>> BEGIN SUPPLIED TEXT
I didn’t always love math, or reading. I found both of them rather difficult my first few years of school. I had classmates who went to preschool or had older siblings or stay at home moms who had a small head start on me for reading. I was determined to learn to read and I quickly caught up and surpassed many of my classmates.

Square One Television

Square One Television

It wasn’t until second grade that I discovered my love of math. There used to be an educational program on PBS called Square One Television. I became obsessed with this show because it took all these arithmetic concepts I had trouble grokking and explained them in a way I could understand.

They also talked about such advanced topics as Cryptography and Tesselations. (I do want to apologize for the dated content, this was created in the 1980’s.)

This show taught me what a googol was before the spelling changed and became a search engine/Big Brother. Even today when I see a number that is the same backwards and forwards I get really excited because I know it is a palindrome.

Yes, that is James Earl Jones.

Yes, that is James Earl Jones.

Notable people like James Earl Jones and Weird Al Yankovic appeared and lent their talents to making math fun for kids. If you do watch any of the clips I have linked to, please to watch the Weird Al one, it is full of Monty Python homages.
>> END SUPPLIED TEXT
>> BEGIN RECORDS PROVIDED
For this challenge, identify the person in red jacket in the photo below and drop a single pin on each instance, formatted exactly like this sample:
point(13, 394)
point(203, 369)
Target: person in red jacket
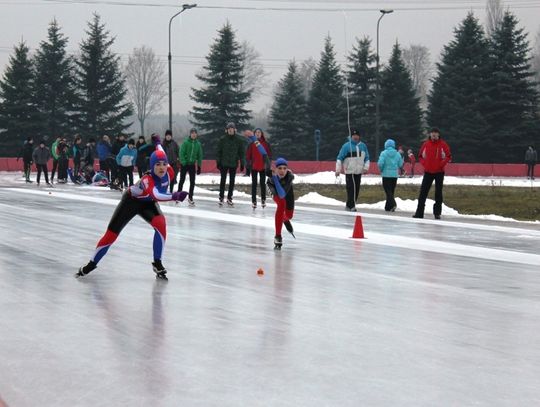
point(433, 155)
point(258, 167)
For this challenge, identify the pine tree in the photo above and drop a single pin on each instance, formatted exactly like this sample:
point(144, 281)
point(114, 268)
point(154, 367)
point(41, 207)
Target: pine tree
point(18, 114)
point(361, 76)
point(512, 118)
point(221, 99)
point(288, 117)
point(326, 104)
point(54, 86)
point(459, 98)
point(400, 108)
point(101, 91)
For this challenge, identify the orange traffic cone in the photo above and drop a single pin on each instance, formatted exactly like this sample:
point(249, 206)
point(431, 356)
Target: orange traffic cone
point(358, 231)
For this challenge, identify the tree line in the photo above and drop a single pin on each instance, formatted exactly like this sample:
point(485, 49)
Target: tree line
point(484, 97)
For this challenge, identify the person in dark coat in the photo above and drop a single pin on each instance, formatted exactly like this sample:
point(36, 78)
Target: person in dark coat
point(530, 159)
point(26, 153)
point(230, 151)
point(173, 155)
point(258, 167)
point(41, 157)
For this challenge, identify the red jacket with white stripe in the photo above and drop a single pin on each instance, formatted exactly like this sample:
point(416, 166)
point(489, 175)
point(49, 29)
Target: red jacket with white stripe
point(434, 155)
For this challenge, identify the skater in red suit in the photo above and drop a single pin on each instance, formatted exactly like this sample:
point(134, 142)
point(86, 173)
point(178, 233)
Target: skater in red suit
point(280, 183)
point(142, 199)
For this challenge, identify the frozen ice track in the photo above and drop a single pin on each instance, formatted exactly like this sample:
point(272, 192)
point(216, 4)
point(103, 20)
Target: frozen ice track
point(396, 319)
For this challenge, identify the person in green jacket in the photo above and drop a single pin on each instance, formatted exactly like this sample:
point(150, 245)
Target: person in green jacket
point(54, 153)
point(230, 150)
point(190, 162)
>> END RECORDS PROVIDED
>> BEGIN RECORDS PROVIDED
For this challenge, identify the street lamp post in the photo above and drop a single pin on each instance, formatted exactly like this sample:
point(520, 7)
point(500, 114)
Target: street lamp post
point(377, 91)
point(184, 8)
>> END RECORDS PROVIDED
>> BEGIN RECORDS PROVIDED
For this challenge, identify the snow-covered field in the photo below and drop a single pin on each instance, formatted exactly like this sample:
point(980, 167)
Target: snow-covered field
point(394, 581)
>> END RECORDS PROVIDED
_WORK TO COMPLETE_.
A) In the text about Square One Television, in which grade did the writer discover a love of math?
B) Pick up the text about Square One Television after its last sentence and keep it going.
The material has nothing to do with the text about Square One Television.

_RESULTS BY TASK_.
A) Second grade.

B)
So, if I loved learning math so much and I enjoyed being challenged, why did I major in journalism rather than something math related?

My first major in college was engineering. I was bullied a lot in high school and I had a year where the highest grade I got on my report card was a C. As such, I wasn’t accepted to any of the schools I really wanted to go to. I went to the University of Wisconsin-Platteville to major in engineering. The male to female ratio at the time was two to one. After attending a tech conference where the male to female ratio was fifty to one, that seems positively progressive, but at the time, it was a bit of a shock.

I did not fit in with my classmates.

Every class I had I was the only girl. No one would sit next to me. I had a circumference of empty seats around me. If I tried to talk to anyone, they would literally cry and run away.

I took calculus my freshman year and due to a lot of stress and social issues, I received a D. I don’t really remember anything we were supposed to learn after the first week.

Contrariwise, if it was so it might be, and if it were so, it would be, but as it isn't, it ain't. That's logic.

Contrariwise, if it was so it might be, and if it were so, it would be, but as it isn’t, it ain’t. That’s logic.

I felt like a failure. The thing that got me through high school was this mythological idea that I would go off to college and find my people who would love and accept me for who I was. Going and discovering that things were even worse there than they were in high school was a massive shock and disappointment.

I temporarily dropped out of college. I tried working at Border’s for a while, but that went badly, so with nothing else to do, I went back to school. I went to Madison Area Technical college to take some entry level classes to get my grades back up enough to get back into the UW system. I transferred to UW-Whitewater, where I graduated in 2006.

Trying to jump over the negatives to get to the positives.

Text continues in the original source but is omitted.